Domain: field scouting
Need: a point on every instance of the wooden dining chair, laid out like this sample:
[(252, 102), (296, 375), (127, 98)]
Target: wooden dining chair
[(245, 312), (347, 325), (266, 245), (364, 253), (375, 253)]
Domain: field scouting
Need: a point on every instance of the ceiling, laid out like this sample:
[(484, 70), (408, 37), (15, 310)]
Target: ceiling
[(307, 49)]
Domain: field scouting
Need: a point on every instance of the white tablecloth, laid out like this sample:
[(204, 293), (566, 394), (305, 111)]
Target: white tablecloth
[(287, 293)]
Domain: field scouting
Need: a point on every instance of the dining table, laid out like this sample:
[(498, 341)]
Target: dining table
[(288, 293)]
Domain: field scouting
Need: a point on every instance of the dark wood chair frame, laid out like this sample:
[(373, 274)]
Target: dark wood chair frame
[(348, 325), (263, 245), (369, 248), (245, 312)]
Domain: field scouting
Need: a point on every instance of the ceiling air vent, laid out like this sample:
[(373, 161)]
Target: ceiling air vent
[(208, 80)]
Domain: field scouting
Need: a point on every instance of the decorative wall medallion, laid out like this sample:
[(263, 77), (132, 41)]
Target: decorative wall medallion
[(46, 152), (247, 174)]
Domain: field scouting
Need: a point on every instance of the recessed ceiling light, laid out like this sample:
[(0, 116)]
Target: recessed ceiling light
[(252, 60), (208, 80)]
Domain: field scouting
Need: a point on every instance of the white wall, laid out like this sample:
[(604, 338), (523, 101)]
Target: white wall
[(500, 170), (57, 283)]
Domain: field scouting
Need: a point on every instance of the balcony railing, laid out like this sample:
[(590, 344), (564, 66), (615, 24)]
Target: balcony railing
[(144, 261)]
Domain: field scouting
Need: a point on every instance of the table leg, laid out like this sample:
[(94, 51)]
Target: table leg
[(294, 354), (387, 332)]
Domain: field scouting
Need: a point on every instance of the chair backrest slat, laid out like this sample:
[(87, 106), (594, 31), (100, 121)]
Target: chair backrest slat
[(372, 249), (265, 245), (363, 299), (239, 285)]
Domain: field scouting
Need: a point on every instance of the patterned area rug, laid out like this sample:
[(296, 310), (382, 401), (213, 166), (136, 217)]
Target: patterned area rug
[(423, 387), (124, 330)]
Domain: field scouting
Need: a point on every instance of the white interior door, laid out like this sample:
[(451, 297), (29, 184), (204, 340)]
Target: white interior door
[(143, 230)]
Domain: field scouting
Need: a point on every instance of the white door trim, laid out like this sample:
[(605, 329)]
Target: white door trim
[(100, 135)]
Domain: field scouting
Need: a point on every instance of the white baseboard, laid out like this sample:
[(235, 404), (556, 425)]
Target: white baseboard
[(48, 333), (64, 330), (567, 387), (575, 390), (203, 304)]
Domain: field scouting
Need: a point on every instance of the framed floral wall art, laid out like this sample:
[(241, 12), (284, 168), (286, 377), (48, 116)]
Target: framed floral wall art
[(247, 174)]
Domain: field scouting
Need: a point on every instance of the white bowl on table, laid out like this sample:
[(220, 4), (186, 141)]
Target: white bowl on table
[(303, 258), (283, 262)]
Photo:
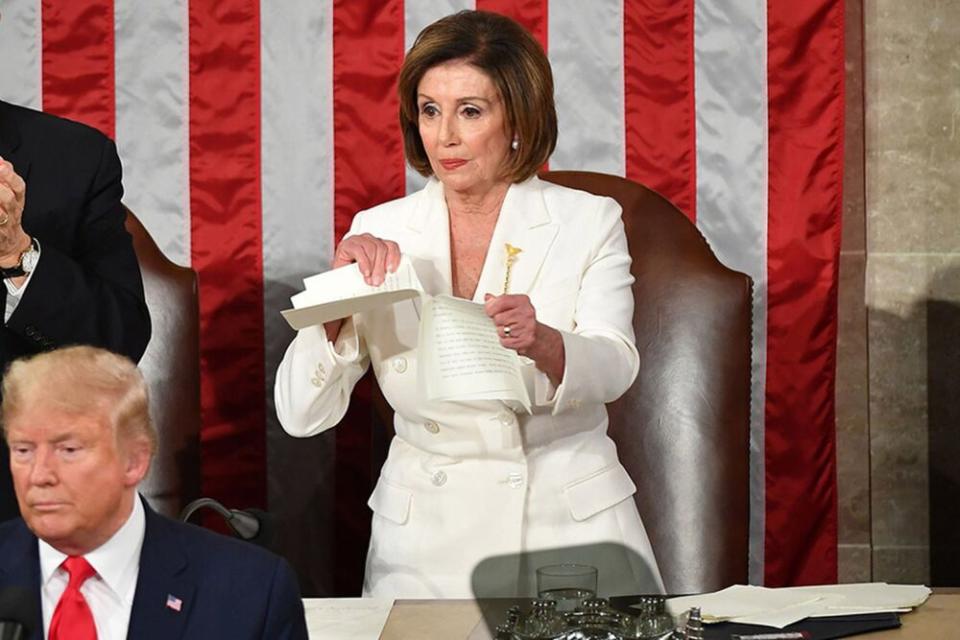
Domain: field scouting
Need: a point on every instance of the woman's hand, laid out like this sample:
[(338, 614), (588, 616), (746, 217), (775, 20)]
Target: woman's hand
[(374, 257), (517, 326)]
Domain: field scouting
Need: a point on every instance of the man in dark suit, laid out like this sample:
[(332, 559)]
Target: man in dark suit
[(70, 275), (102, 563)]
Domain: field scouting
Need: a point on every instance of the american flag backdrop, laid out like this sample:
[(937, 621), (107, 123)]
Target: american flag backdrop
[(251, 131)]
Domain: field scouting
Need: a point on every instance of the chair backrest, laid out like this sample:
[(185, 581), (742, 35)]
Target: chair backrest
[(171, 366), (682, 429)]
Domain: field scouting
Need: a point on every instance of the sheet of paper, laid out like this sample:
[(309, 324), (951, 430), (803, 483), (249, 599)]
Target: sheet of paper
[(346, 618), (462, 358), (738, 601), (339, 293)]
──────────────────────────────
**Task statement:** Please copy out the items again, requests included, starting at the first one and ending at the line that contains "[(252, 60), (208, 80)]", with both ends included. Shift every coordinate in the answers up by 11, and leave the requests and their sample points as they are.

**Final answer:**
Domain: field scouting
Need: a point on every instance of the wooden dining chair, laid out like this sample:
[(252, 102), (296, 375), (127, 98)]
Target: wooden dining chair
[(256, 323), (358, 336), (277, 256), (375, 264), (386, 264)]
Domain: field scouting
Need: a point on every instance of the ceiling, laid out like this sample:
[(484, 70), (408, 37), (15, 310)]
Target: ceiling
[(318, 60)]
Domain: field scouting
Need: a point on every instance of the white tablecloth, laid out like this sample:
[(204, 293), (566, 394), (305, 111)]
Target: white tablecloth
[(298, 304)]
Domain: field scouting
Need: a point on every instance of the dining table, laid out like this sample:
[(498, 341)]
Target: dining table
[(299, 304)]
Domain: field scouting
Need: a point on every instance of the dark wood chair frame, laid out like this sample:
[(373, 274)]
Target: dark wood chair frame
[(359, 336), (274, 256), (380, 259), (256, 323)]
Domain: field scouting
Need: a point on every instance of the ceiling air vent, laid out like this sample:
[(373, 161)]
Target: ceiling air vent
[(219, 91)]
Domain: field scouting
Need: a point on every instance of the decorative wall medallion, laid out like this sample:
[(263, 77), (132, 41)]
Target: decorative wall medallion
[(57, 163), (258, 185)]
Domain: field scouting
Need: a point on every instance of the recessed ceiling light, laid out like this sample:
[(0, 116)]
Target: recessed ceiling light
[(263, 71), (219, 91)]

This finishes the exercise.